[Dataset entries]
..............................

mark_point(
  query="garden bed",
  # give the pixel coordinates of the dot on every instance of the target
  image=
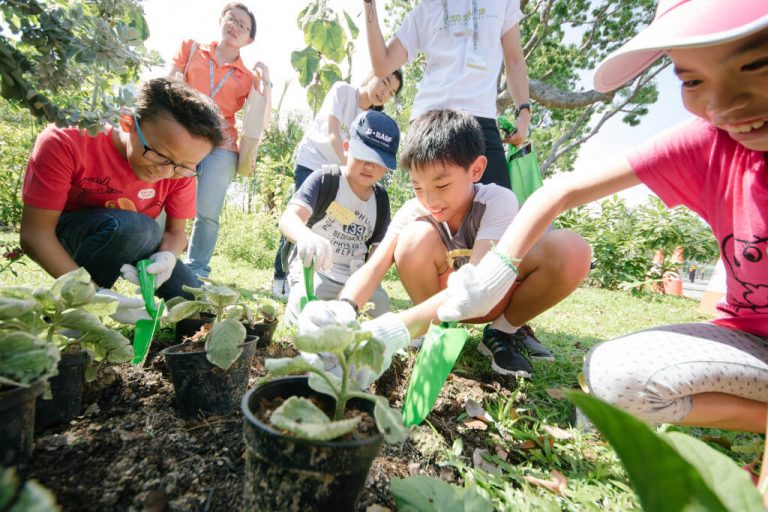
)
(129, 451)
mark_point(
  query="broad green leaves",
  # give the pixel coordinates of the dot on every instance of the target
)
(25, 358)
(30, 497)
(328, 44)
(304, 419)
(224, 343)
(671, 472)
(426, 494)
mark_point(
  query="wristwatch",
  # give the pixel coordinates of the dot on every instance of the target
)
(351, 303)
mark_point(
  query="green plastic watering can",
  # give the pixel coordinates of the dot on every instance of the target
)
(145, 329)
(442, 346)
(309, 286)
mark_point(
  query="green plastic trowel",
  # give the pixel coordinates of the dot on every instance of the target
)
(437, 356)
(309, 286)
(145, 329)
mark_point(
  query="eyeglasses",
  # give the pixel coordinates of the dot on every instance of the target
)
(160, 159)
(242, 27)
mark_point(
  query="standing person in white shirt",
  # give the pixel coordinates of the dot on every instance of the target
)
(323, 141)
(464, 43)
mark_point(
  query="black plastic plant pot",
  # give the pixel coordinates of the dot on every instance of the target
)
(264, 331)
(289, 473)
(203, 388)
(67, 391)
(189, 326)
(17, 423)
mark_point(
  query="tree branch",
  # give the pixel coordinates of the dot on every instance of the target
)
(552, 97)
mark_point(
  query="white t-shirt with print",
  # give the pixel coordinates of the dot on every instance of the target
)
(491, 212)
(315, 149)
(348, 239)
(448, 82)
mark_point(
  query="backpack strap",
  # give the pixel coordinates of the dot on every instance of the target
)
(382, 212)
(192, 50)
(329, 187)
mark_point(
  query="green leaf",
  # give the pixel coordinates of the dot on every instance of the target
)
(426, 494)
(664, 481)
(75, 293)
(34, 498)
(329, 75)
(729, 482)
(80, 320)
(107, 344)
(13, 308)
(304, 419)
(328, 37)
(101, 306)
(389, 421)
(25, 358)
(305, 62)
(17, 292)
(75, 276)
(370, 355)
(287, 366)
(221, 296)
(353, 30)
(224, 343)
(184, 310)
(315, 94)
(8, 484)
(329, 338)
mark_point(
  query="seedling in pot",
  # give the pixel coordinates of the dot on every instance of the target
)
(68, 316)
(361, 358)
(223, 342)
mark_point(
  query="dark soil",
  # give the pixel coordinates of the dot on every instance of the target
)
(129, 451)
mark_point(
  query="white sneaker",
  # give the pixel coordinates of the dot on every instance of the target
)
(280, 288)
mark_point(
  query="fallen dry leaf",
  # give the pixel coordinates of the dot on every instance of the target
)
(475, 424)
(556, 485)
(556, 393)
(558, 433)
(479, 462)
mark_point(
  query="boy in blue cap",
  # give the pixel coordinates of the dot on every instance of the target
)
(344, 228)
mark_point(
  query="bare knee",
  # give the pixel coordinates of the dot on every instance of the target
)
(562, 254)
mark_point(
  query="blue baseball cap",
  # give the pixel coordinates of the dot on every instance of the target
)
(375, 137)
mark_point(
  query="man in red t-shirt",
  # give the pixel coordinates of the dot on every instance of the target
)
(90, 201)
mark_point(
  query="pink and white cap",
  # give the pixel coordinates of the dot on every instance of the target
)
(681, 24)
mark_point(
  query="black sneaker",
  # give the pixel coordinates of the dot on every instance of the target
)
(504, 351)
(533, 346)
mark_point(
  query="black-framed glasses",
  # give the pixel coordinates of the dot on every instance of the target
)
(159, 159)
(242, 27)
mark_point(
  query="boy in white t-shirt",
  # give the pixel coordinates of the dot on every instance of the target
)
(323, 139)
(338, 243)
(452, 221)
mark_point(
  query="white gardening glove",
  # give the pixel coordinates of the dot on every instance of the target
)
(162, 266)
(129, 309)
(474, 290)
(255, 118)
(314, 247)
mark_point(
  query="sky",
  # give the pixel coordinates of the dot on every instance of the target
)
(172, 21)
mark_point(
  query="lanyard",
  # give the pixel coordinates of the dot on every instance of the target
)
(475, 16)
(215, 91)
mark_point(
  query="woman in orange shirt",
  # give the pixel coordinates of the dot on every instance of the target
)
(217, 70)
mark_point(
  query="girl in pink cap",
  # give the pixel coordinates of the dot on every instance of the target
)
(712, 374)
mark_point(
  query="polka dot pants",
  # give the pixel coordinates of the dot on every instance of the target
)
(653, 374)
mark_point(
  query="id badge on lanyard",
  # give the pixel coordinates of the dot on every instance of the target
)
(472, 56)
(215, 90)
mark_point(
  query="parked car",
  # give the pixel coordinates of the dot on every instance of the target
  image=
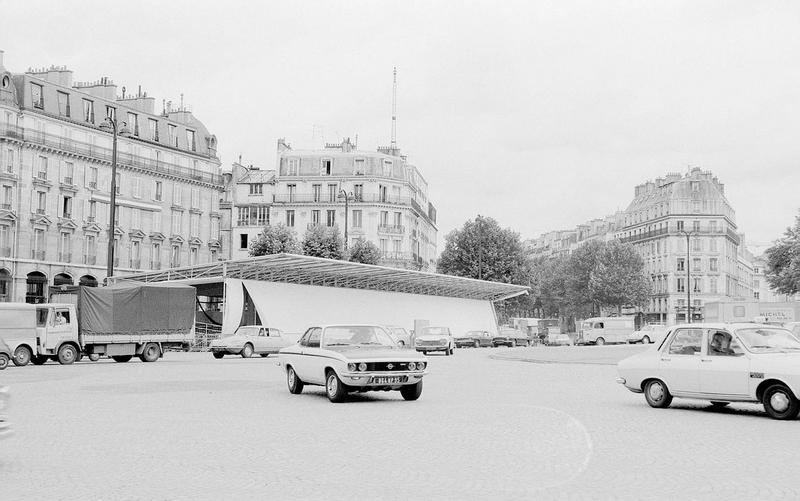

..............................

■ TASK STATEMENT:
Copy the lines that hold the word "white". Take them from the records above.

■ YOUR SOLUTION:
  query="standing person in white shirt",
  query="white t-shirt with print",
  query="white sneaker",
  query="pink and white cap",
  query="boy in white t-shirt",
  query="white gardening glove",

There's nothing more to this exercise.